:: YOUR INSTRUCTIONS ::
Search the material below for the word "grass". Copy every line that has it.

:: DATA EXCERPTS ::
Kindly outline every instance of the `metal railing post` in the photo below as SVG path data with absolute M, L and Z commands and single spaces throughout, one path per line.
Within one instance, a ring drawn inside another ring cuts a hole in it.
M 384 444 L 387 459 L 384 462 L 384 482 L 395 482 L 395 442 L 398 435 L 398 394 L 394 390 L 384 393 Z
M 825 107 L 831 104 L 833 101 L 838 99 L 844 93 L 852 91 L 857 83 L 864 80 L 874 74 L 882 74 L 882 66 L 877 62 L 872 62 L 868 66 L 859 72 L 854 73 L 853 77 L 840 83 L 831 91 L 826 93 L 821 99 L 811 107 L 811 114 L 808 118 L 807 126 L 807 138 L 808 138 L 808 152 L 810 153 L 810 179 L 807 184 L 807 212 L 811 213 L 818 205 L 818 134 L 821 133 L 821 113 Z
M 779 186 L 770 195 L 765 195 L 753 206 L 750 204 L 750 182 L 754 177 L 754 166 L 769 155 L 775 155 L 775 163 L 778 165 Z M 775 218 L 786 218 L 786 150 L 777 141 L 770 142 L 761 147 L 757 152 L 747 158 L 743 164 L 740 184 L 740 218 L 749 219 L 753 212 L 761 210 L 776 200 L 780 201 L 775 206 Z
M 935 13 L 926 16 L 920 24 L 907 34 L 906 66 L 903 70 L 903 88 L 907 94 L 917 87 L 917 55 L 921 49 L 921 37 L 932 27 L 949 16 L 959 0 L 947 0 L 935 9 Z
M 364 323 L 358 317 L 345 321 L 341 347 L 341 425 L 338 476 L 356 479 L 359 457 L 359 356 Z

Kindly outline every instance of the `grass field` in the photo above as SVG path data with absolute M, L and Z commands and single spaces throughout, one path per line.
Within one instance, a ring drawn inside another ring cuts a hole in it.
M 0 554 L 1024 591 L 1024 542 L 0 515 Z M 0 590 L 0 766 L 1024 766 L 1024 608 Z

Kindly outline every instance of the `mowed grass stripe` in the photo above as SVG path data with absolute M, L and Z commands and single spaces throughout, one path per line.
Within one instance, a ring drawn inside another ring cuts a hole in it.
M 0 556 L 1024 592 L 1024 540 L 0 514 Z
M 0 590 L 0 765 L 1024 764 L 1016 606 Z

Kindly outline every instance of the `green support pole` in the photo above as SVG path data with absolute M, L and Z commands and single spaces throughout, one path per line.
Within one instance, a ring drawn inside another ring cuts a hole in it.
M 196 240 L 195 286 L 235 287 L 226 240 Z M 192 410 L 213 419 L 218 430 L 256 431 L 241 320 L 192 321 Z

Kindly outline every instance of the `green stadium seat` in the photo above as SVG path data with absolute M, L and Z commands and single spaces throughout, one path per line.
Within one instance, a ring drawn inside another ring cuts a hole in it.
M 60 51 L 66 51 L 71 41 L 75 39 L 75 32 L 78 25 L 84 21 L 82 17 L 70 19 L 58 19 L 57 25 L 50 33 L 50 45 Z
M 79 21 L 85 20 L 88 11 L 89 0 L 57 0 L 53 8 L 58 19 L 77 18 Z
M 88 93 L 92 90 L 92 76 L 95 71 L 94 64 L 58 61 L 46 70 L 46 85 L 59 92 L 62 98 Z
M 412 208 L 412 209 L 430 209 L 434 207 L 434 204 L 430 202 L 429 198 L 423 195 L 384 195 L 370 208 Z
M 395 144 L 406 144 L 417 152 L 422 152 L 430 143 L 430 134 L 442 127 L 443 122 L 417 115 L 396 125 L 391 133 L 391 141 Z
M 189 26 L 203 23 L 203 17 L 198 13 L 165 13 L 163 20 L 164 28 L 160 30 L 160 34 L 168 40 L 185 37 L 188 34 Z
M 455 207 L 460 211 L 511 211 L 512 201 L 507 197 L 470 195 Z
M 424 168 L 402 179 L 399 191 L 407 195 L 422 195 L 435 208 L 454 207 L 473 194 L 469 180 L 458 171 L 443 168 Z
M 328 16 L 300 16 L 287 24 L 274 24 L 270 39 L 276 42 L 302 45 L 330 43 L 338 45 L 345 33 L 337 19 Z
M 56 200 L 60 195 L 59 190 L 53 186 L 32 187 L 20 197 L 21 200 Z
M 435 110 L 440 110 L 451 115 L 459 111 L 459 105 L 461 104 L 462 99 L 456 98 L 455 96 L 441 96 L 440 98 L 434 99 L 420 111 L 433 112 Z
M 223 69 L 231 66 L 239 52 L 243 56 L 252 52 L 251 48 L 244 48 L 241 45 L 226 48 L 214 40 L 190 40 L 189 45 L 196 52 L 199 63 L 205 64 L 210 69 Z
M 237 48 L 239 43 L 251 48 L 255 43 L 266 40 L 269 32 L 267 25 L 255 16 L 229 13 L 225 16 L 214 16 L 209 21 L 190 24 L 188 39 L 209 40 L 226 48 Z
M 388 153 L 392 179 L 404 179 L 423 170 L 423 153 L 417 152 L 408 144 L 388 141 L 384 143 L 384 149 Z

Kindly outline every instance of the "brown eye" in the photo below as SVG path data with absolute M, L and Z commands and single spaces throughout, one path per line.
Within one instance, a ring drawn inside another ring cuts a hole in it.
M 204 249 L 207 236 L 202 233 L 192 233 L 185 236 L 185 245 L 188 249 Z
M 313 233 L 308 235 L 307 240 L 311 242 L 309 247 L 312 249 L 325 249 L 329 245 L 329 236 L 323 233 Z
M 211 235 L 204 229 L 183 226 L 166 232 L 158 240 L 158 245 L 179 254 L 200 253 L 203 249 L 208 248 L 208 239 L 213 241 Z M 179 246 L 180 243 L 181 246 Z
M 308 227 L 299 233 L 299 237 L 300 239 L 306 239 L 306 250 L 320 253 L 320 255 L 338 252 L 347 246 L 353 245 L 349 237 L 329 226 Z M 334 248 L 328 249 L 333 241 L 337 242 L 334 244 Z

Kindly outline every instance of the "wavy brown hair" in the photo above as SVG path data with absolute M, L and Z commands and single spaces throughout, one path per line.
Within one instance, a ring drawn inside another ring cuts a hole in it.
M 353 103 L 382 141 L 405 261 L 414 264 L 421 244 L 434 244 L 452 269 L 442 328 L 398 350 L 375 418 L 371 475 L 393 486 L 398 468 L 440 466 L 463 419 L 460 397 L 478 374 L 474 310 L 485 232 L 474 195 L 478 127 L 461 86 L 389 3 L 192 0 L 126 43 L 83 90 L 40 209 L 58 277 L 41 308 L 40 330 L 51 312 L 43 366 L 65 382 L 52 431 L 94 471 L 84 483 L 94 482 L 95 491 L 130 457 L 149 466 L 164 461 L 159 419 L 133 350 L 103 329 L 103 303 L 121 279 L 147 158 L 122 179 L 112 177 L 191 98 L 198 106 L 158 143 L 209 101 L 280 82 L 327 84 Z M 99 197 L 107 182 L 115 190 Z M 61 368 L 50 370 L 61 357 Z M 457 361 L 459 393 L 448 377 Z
--
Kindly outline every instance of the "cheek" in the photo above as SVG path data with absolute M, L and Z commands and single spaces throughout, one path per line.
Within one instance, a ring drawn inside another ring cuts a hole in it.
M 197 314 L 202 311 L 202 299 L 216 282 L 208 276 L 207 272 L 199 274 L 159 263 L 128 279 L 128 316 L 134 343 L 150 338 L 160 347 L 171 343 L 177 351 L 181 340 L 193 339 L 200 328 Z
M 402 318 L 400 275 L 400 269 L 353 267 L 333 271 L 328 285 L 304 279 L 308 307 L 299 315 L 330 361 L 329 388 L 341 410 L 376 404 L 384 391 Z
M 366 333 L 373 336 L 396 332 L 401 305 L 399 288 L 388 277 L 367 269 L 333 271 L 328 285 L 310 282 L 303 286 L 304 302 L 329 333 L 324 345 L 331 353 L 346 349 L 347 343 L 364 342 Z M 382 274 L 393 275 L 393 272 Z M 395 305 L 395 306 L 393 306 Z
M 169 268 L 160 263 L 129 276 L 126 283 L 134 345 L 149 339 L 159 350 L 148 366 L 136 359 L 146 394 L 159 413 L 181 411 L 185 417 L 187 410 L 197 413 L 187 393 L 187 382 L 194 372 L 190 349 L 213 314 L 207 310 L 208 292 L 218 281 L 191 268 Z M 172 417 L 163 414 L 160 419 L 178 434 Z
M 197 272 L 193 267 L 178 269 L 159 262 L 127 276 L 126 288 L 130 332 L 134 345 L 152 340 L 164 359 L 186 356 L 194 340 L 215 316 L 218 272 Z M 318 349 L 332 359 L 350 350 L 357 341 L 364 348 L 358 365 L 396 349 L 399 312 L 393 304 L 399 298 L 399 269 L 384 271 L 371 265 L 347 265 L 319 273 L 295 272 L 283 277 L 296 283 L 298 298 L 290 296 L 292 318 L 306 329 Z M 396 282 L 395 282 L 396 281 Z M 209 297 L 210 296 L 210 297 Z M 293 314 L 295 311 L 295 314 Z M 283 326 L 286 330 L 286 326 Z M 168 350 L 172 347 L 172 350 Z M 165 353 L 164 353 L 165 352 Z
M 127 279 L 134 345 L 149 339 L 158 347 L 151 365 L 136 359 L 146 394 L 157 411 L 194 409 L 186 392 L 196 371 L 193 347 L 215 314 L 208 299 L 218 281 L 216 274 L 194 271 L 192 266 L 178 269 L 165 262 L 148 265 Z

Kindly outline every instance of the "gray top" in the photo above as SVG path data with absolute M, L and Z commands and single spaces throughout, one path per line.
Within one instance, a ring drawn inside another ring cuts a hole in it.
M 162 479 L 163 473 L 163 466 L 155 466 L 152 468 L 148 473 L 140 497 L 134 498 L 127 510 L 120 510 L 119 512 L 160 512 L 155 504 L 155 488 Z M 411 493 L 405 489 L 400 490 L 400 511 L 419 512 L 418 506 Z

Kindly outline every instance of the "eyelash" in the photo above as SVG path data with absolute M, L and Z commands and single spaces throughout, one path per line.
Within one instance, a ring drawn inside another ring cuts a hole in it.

:: RESULT ::
Kindly outline every instance of the `grass field` in the photo above as SVG path data with absolute M, L and Z commands and single spaces throughout, one path per line.
Kindly outline every instance of the `mowed grass stripe` in the photo above as SVG path data with absolute M, L and Z commands and single spaces throughout, one path per line.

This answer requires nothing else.